= Input for this task =

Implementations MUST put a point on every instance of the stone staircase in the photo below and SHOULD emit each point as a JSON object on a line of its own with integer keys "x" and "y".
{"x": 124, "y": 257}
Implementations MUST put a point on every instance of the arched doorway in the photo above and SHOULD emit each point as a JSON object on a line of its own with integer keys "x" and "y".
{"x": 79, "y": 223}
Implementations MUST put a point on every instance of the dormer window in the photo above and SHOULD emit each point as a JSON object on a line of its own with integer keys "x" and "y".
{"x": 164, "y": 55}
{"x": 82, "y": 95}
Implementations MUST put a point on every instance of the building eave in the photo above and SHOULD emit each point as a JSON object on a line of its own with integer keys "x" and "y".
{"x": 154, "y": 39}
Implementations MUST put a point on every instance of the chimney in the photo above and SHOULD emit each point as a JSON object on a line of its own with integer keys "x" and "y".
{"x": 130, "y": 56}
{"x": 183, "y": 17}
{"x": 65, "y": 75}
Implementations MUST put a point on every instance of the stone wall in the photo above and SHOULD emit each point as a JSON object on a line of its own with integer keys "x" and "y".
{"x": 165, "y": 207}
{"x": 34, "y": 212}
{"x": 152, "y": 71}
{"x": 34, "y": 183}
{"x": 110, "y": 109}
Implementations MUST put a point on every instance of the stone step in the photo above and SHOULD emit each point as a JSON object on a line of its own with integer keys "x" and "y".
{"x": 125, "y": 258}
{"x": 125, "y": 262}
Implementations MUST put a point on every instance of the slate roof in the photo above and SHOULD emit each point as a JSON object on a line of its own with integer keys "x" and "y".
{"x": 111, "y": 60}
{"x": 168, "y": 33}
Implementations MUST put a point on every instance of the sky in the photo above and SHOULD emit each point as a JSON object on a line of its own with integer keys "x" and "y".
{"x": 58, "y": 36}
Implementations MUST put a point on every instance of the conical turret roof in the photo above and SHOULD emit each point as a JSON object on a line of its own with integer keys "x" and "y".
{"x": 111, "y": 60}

= Problem statement =
Reproduce every one of the records above verbatim, in their original order.

= Task result =
Implementations MUST put a point on every instance of the stone staircase in the photo below and SHOULD emit each point as a JSON object on a line of its own with integer keys "x" and "y".
{"x": 124, "y": 257}
Implementations MUST put a point on every instance of the arched doorway in the photo above and SHOULD emit each point as a JSON object on a line of its own with integer keys "x" and "y".
{"x": 79, "y": 223}
Implementations MUST put a point on every instance of the dormer window in the photo above and SHOULD emit each point as a JSON object on a line of its own with integer keys "x" and "y".
{"x": 164, "y": 55}
{"x": 82, "y": 95}
Implementations MUST put a point on every instance of the building eave in the photo above and SHOULD emit each point as a JSON object on a line of its own with integer keys "x" and "y".
{"x": 154, "y": 39}
Implementations MUST put a point on every instance of the chimney in the photo above and SHOULD emit each point as a JSON object on a line of its own with integer keys "x" and "y".
{"x": 130, "y": 56}
{"x": 183, "y": 17}
{"x": 65, "y": 75}
Implementations MUST put a point on every instance of the stone wall in the photo above and SHOULD emit each point as a JSON object on a line of its own with integer keys "x" and "y".
{"x": 165, "y": 207}
{"x": 34, "y": 212}
{"x": 152, "y": 71}
{"x": 34, "y": 183}
{"x": 110, "y": 109}
Implementations MUST put a point on every instance of the stone step in the photo above and SHOULD emit each point as a JSON object on a line of its own with integer keys "x" and "y".
{"x": 125, "y": 258}
{"x": 125, "y": 262}
Implementations MUST put a point on every instance of the slate roof in the photo above and SHOULD emit each point as a JSON object on a line of its own with integer keys "x" and "y".
{"x": 111, "y": 60}
{"x": 168, "y": 33}
Implementations MUST put a point on every instance of the sky in the photo above and SHOULD emit each point as a JSON object on a line of its own with integer keys "x" and "y".
{"x": 58, "y": 36}
Implementations MUST put a point on every instance of the conical turret roof in the photo above and SHOULD emit each point as a JSON object on a line of its own with integer keys "x" and "y".
{"x": 111, "y": 60}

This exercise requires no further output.